[Labeled-object pointing entries]
☆ ☆ ☆ ☆
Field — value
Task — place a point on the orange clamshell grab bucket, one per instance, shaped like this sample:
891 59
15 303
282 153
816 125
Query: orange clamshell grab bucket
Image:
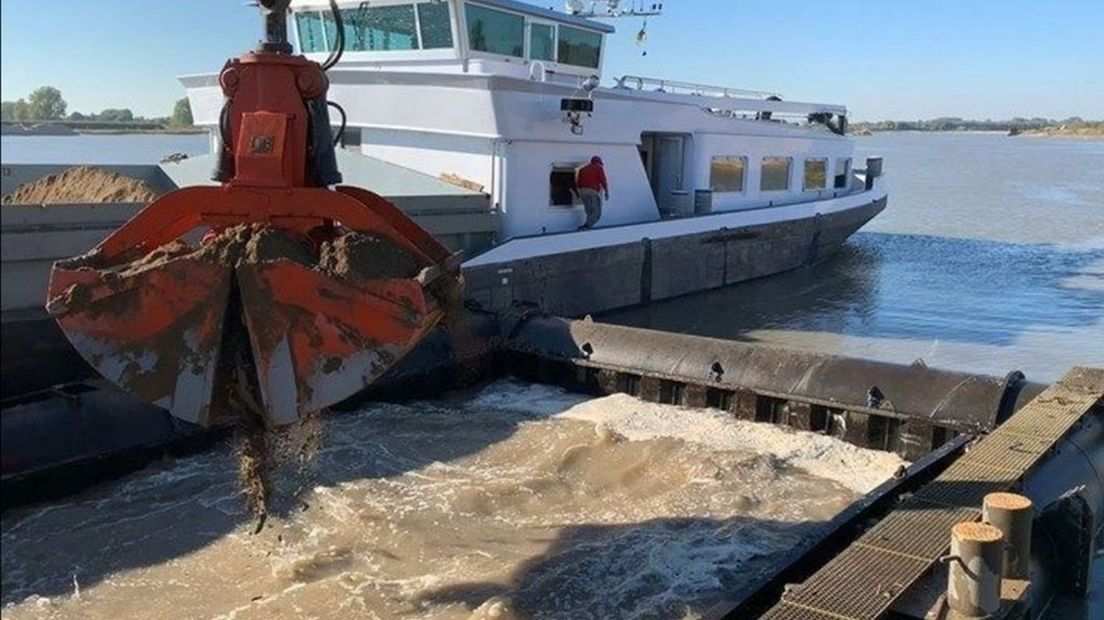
156 328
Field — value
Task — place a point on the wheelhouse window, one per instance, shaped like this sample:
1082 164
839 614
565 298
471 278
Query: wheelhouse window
541 42
775 174
310 32
496 32
436 27
392 28
726 173
380 29
580 47
816 174
562 184
842 172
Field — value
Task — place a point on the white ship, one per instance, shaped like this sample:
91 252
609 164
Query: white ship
709 185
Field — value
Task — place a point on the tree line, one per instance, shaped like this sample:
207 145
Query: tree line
46 103
954 124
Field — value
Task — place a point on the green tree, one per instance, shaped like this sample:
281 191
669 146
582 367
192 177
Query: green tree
46 104
181 114
21 110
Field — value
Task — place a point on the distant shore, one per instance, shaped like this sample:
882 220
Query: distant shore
1037 127
65 131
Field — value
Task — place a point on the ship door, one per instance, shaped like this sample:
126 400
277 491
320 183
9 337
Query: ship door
667 172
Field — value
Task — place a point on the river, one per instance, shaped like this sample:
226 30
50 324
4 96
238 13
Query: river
522 501
988 258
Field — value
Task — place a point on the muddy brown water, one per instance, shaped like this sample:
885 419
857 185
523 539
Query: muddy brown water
518 501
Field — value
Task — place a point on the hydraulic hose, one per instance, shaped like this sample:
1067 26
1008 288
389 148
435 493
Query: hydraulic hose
345 120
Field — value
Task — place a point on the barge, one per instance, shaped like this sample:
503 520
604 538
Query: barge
966 437
1004 472
709 185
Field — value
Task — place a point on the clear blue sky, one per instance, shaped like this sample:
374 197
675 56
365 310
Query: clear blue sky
883 59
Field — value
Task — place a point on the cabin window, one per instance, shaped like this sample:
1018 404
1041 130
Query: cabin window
562 184
380 29
496 32
816 174
580 47
842 171
726 173
330 29
541 42
775 174
436 25
310 32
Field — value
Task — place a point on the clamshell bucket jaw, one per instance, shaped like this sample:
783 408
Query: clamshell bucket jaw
163 319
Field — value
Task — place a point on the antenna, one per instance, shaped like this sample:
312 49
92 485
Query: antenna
614 8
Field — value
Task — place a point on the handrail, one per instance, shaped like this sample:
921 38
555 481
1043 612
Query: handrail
702 89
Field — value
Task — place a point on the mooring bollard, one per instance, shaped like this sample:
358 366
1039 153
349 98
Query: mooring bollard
1011 514
974 569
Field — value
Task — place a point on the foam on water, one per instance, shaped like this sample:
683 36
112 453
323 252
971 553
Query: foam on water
519 501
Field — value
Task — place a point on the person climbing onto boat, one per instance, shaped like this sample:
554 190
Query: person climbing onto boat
591 185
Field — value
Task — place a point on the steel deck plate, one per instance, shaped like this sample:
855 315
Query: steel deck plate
863 580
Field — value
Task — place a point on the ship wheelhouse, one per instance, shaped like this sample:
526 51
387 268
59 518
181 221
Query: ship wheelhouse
442 33
508 98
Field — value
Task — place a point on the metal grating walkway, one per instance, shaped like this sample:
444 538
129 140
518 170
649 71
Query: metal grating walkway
863 580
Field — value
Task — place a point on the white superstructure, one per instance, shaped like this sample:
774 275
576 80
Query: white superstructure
474 91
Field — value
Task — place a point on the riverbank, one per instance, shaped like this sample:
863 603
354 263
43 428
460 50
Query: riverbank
59 129
1093 131
1068 128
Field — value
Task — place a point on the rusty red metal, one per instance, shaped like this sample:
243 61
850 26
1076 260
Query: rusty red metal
150 312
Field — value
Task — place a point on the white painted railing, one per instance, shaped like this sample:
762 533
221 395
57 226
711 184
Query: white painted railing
639 83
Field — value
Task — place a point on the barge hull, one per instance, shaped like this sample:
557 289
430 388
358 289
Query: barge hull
598 279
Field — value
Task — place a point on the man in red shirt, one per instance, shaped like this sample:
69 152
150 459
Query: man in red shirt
591 184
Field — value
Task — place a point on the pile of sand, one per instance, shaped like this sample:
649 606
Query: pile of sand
82 184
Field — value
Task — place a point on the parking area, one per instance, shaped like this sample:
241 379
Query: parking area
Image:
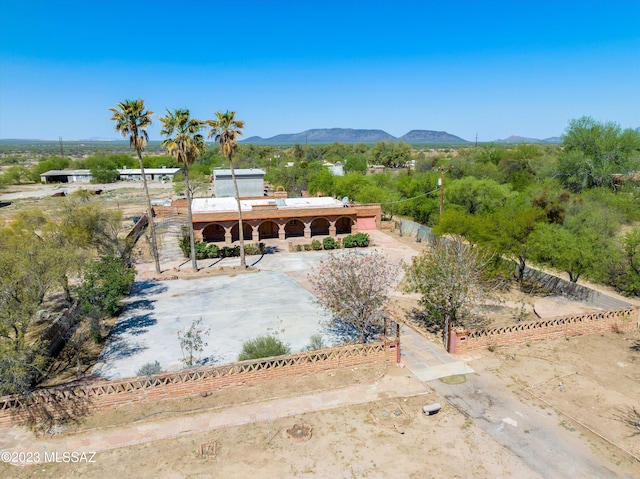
272 299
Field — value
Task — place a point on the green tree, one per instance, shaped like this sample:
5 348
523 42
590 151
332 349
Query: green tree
226 130
391 154
104 283
450 278
477 196
132 120
629 281
265 346
563 249
192 342
595 152
185 144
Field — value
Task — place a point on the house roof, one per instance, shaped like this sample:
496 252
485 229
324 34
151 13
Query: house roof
239 172
211 205
149 171
66 173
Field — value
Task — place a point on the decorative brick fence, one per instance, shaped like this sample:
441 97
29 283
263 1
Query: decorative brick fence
76 400
626 319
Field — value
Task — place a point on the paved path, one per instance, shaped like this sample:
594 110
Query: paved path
428 360
18 439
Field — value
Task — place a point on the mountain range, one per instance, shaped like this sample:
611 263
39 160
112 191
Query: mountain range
350 135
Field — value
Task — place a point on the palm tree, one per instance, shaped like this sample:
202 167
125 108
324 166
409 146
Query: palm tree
185 147
132 120
226 130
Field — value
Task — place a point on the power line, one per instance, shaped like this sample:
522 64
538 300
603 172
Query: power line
409 199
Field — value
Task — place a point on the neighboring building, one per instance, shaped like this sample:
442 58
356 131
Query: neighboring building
250 183
127 174
216 219
335 169
135 174
66 176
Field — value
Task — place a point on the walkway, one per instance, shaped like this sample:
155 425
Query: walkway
428 360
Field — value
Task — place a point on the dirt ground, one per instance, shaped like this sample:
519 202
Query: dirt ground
591 382
390 438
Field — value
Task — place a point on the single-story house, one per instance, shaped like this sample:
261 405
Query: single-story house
216 219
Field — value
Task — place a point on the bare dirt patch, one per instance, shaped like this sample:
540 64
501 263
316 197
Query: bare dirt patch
592 381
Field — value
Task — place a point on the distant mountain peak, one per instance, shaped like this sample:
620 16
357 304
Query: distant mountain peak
353 135
524 139
430 136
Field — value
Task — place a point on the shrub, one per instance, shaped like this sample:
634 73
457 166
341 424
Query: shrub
201 249
183 242
149 369
315 342
259 248
329 243
263 347
229 251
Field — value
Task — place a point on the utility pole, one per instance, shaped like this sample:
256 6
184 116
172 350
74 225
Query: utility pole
441 183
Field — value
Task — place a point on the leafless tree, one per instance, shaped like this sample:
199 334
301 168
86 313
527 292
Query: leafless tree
354 287
450 278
☆ ☆ ☆ ☆
All of the data needs repeating exactly, but the pictures do not.

#### EXERCISE SOLUTION:
Field — value
Task — place a point on the orange clamshell grab bucket, one per instance, shaped like this sample:
891 59
15 303
282 153
816 125
Query: orange clamshell grab bucket
Image:
156 328
Field — value
Task — place a point on the wheelhouse window, one per instance, shaped like this sample:
1082 164
839 614
565 298
471 278
Query: wheelhouse window
541 42
775 174
310 32
496 32
436 27
392 28
726 173
380 29
580 47
816 174
562 184
842 172
Field — value
Task — place a point on the white ship, one per instance, shaped like this sample:
91 252
609 164
Query: white ship
709 185
Field — value
Task — place a point on the tree line, one per instance, shaped like this sample:
207 145
Query: tree line
46 103
954 124
Field — value
Task — place a point on the green tree, one per instance, shaped like this sample:
281 191
669 146
582 367
192 177
Query: green tree
46 104
181 114
21 110
Field — value
Task — place a point on the distant shore, one per instance, shaped like this sample:
882 220
Query: distant shore
1037 127
65 131
Field — value
Task — place a point on the ship door, one per instance, shaped like this sample:
126 400
277 491
320 183
9 337
Query: ship door
667 172
Field — value
Task — place a point on the river, one per instance, shaped like this sample:
226 30
50 324
4 96
238 13
Query: river
522 501
988 258
Field — value
Task — place a point on the muddy brown water, one per instance, shaped like this sample:
885 419
857 185
523 539
Query: muddy brown water
518 501
Field — value
Task — place a point on the hydraulic hose, one per instance, shaped like this sample:
1067 26
1008 288
389 148
435 493
Query: hydraulic hose
345 120
Field — value
Task — place a point on the barge, one per instance, shaped like this sample:
503 520
604 538
Query: barge
966 437
1004 472
709 185
Field — value
Task — place a point on the clear blue sky, one per instance, shaped like this sample:
374 197
675 56
365 310
Query: clear blue sky
883 59
Field — value
Task — place a point on the cabin window, one per instance, shaped like this sample:
1018 404
1041 130
Query: cabin window
562 184
380 29
496 32
816 174
580 47
842 171
726 173
330 29
541 42
775 174
436 25
310 32
Field — value
Task — place a point on the clamshell bucket jaw, one per instance, shaped like this sample:
783 408
Query: clamshell bucket jaw
163 319
Field — value
Task — place a point on the antenna, one per instance, shaped like this sample:
312 49
92 485
Query: antenna
614 8
Field — value
Task — place a point on the handrail, one per instance, shaped like this sample:
921 38
555 481
1043 612
Query: handrail
702 89
Field — value
Task — place a point on the mooring bollard, one per instance, shaped like this sample:
358 366
1039 153
349 98
Query: mooring bollard
1011 514
974 569
Field — value
Task — place a point on the foam on water, one per instance, shaped like this sample:
683 36
112 453
323 252
971 553
Query: foam on water
519 501
Field — value
Task — place a point on the person climbing onto boat, one per instance, shaped like this sample:
554 190
Query: person climbing onto boat
591 185
Field — value
Task — place a point on the steel deck plate, one per instance, shaped like this sample:
855 315
Query: steel deck plate
863 580
Field — value
Task — place a point on the ship wheelhouse, one per instance, shaped like this sample:
526 51
387 268
59 518
181 221
Query: ship wheelhouse
442 33
508 98
Field — value
Task — place a point on the metal grating walkway, one per instance, shaped like this sample:
444 538
129 140
518 170
649 71
Query: metal grating walkway
863 580
Field — value
Task — place a point on the white superstructure, one per instance, shaped like this sample:
774 275
576 80
Query: white superstructure
474 91
Field — value
Task — place a point on the riverbank, one per instance, shaped like this sample:
863 603
354 263
43 428
460 50
Query: riverbank
59 129
1093 131
1068 128
Field — value
Task — place a point on the rusty red metal, one per instance, shaped like this sample:
243 61
850 26
1076 260
Query: rusty red metal
150 312
Field — value
Task — place a point on the white painted railing, one per instance, shaped like this sample:
762 533
221 395
57 226
711 184
Query: white painted railing
639 83
Field — value
Task — place a point on the barge hull, one per instance, shaped like this sample:
557 289
430 388
358 289
Query: barge hull
598 279
Field — value
Task — place a point on the man in red shirt, one per instance, shaped like this sample:
69 152
150 459
Query: man in red shirt
591 184
Field — value
Task — place a point on the pile of sand, one per instance, shaped like this sample:
649 606
Query: pile of sand
82 184
Field — value
Task — place a point on the parking area, one per instance, shaped like this sample:
241 379
Query: parking area
Image:
272 299
Field — value
Task — place a point on the green tree, one per instance, shaped like this sample:
5 348
523 42
590 151
332 349
Query: green tree
226 130
391 154
104 283
450 278
477 196
132 120
629 281
265 346
563 249
192 342
595 152
185 144
Field — value
Task — place a point on the house roof, one per instance, shaped like this sample:
496 252
485 229
324 34
151 13
Query: house roof
239 172
211 205
149 171
66 173
Field — value
Task — place a point on the decorative brick fence, one per instance, shaped like this sample:
441 97
29 283
263 1
Query: decorative brick fence
76 400
626 319
Field — value
Task — place a point on the paved path, one per instance, shaped like this sample:
594 110
Query: paved path
428 360
18 439
Field — value
Task — place a point on the mountain range, one per instance, shaped like this sample:
611 263
39 160
112 191
Query: mountain range
350 135
Field — value
Task — place a point on the palm tree, one per instance, shaped like this sample:
202 167
125 108
324 166
409 146
Query: palm tree
185 147
132 120
226 130
Field — value
Task — place a point on the power line, one per instance, shaped like this sample:
522 64
538 300
603 172
Query: power line
409 199
Field — value
Task — place a point on the neighboring building, one per instance, shaped like this sample:
442 58
356 131
Query: neighboring building
250 183
127 174
216 219
335 169
135 174
66 176
Field — value
Task — place a point on the walkway, one per instance, shaped like this sample:
155 425
Query: walkway
428 360
Field — value
Task — place a point on the dirt ground, one per instance, shaped like this sample:
519 202
Query: dirt ground
591 382
390 438
Field — value
Task — place a point on the single-story house, one per instance, shaped like this sample:
261 405
Query: single-story house
216 219
Field — value
Task — place a point on the bare dirt patch, one per instance, shaped like this sample:
540 64
501 263
316 197
Query: bare dirt patch
592 381
Field — value
Task — place a point on the distant mountain peak, one per instance, shaped like this sample:
620 16
357 304
Query: distant mountain peak
353 135
524 139
430 136
Field — value
Task — place a point on the shrub, one per instance, shaped like this sample:
634 73
457 166
341 424
Query: shrub
201 249
183 242
149 369
315 342
259 248
329 243
263 347
229 251
Field — value
Task — place a point on the utility pole, one per instance, shaped like this sample:
256 6
184 116
172 350
74 225
Query: utility pole
441 183
Field — value
Task — place a point on the leafless tree, one per instance, shaped like this sample:
199 334
301 168
86 313
527 292
Query: leafless tree
354 287
450 278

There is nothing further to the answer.